- _Provided passage_

════════════════════

Comparison between class serialized storage and class native storage
Java serialization is to convert an object into a string of binary byte arrays, and achieve the purpose of persistence by saving or transferring these byte data. The essence of serialization is to save the current state information of the object, and there is no need to save the complete structural information.
The native storage of Java classes is to map objects to the relationship of the database. An entity class corresponds to a table in the database, and member variables in the class correspond to fields in the database. The purpose of data persistence is achieved through the container of the database.
Both of the above two methods can achieve the purpose of data persistence, so is there any difference in performance between the two?
We will use a comparative experiment to verify whether there is a difference in performance between the two, design a Student class with 12 attributes and implement a serializable interface, and design its corresponding database table and table for storing its serialization, respectively. Observe the difference in time efficiency and space efficiency between the two during the process of accessing records from the database.
Student class that implements serialization interface
import java.io.Serializable;
import java.util.Date;
/*
* 实现可序列化接口
*/
public class Student implements Serializable{
private Integer id;
private String name;
private int age;
private int gender;
private String dept;
private String tel;
private String email;
private String hobby;
private String school;
private double wallet;
private int zodiac;
private String address;
public Student() {
}
public Student(Integer id, String name, int age, int gender, String dept, String tel, String email, String hobby, String school, double wallet, int zodiac, String address) {
this.id = id;
this.name = name;
this.age = age;
this.gender = gender;
this.dept = dept;
this.tel = tel;
this.email = email;
this.hobby = hobby;
this.school = school;
this.wallet = wallet;
this.zodiac = zodiac;
this.address = address;
}
public Integer getId() {
return id;
}
public void setId(Integer id) {
this.id = id;
}
public String getName() {
return name;
}
public void setName(String name) {
this.name = name;
}
public int getAge() {
return age;
}
public void setAge(int age) {
this.age = age;
}
public int getGender() {
return gender;
}
public void setGender(int gender) {
this.gender = gender;
}
public String getDept() {
return dept;
}
public void setDept(String dept) {
this.dept = dept;
}
public String getTel() {
return tel;
}
public void setTel(String tel) {
this.tel = tel;
}
public String getEmail() {
return email;
}
public void setEmail(String email) {
this.email = email;
}
public String getHobby() {
return hobby;
}
public void setHobby(String hobby) {
this.hobby = hobby;
}
public String getSchool() {
return school;
}
public void setSchool(String school) {
this.school = school;
}
public double getWallet() {
return wallet;
}
public void setWallet(double wallet) {
this.wallet = wallet;
}
public int getZodiac() {
return zodiac;
}
public void setZodiac(int zodiac) {
this.zodiac = zodiac;
}
public String getAddress() {
return address;
}
public void setAddress(String address) {
this.address = address;
}
@Override
public String toString() {
return "Student{" +
"id=" + id +
", name='" + name + '\'' +
", age=" + age +
", gender=" + gender +
", dept='" + dept + '\'' +
", tel='" + tel + '\'' +
", email='" + email + '\'' +
", hobby='" + hobby + '\'' +
", school='" + school + '\'' +
", wallet=" + wallet +
", zodiac=" + zodiac +
", address='" + address + '\'' +
'}';
}
}
Student table structure for storing entity classes
create table if not exists student (
id int primary key,
name varchar(10),
age int,
gender int,
dept varchar(10) not null,
tel varchar(11) unique,
email varchar(18) unique,
hobby varchar(10),
school varchar(10) not null,
wallet double(10,2),
zodiac int,
address varchar(20)

════════════════════

- _Entries supplied_
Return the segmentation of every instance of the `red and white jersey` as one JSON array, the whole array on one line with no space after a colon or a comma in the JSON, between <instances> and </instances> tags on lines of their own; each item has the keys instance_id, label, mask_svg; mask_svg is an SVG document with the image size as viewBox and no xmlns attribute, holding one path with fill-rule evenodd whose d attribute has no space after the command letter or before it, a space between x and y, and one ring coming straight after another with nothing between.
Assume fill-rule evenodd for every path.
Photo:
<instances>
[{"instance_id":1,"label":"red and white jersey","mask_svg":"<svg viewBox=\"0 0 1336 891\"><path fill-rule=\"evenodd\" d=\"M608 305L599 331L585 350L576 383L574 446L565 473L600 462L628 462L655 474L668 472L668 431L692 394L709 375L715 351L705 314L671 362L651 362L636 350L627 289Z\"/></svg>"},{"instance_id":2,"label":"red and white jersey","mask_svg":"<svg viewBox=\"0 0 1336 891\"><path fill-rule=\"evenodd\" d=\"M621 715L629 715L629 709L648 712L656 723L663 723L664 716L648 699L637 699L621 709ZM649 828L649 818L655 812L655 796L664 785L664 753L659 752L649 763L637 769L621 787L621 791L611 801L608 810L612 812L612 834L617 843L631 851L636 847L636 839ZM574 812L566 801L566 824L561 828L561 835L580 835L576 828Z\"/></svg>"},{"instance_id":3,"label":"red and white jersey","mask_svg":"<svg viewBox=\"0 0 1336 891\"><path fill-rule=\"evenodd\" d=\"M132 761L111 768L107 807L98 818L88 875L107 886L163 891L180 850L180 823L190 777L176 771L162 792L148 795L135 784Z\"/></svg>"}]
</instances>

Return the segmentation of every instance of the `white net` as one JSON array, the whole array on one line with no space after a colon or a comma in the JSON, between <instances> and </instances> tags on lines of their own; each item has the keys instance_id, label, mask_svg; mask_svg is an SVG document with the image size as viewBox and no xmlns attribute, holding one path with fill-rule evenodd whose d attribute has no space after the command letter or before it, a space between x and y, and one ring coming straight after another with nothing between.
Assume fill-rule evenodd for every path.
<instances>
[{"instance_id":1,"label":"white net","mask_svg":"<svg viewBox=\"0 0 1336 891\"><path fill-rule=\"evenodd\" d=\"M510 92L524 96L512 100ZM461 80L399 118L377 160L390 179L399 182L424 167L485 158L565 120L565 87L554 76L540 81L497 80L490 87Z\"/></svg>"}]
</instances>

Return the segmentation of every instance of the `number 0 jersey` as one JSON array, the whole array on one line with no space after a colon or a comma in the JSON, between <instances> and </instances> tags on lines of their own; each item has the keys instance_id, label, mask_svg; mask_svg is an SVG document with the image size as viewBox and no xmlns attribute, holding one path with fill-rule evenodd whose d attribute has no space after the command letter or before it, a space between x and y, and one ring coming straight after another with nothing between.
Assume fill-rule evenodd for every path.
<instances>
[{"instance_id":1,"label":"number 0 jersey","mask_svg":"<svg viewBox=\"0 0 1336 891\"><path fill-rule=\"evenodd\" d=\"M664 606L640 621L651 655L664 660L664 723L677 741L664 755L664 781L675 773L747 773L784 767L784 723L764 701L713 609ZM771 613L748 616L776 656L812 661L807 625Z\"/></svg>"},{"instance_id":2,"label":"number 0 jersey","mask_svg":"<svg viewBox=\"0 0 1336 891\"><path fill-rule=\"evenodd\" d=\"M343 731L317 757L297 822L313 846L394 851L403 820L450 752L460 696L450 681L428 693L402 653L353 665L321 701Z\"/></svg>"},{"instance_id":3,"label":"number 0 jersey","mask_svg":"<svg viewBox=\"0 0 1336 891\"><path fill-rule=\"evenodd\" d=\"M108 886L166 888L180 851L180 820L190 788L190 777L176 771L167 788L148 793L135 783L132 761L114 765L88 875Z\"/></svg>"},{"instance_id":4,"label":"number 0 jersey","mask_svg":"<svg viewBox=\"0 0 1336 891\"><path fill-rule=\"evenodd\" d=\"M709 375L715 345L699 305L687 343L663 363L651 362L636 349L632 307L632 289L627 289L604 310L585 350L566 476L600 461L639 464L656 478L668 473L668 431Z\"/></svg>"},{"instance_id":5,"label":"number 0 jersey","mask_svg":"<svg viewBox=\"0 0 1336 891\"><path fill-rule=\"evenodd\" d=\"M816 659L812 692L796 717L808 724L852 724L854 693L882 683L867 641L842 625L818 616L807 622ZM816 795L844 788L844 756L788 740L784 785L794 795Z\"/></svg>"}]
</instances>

════════════════════

- _To be done_
Decide whether each statement agrees with the storage comparison passage, answering yes or no and quoting the deciding words. 1. The Student class designed for the experiment has 12 attributes. 2. In native storage, the member variables of a class correspond to tables in the database. 3. Serialization requires saving the complete structural information of the object. The records have no connection to the storage comparison passage.

- _Correct result_
1. Yes: "design a Student class with 12 attributes"
2. No: "member variables in the class correspond to fields in the database"
3. No: "there is no need to save the complete structural information"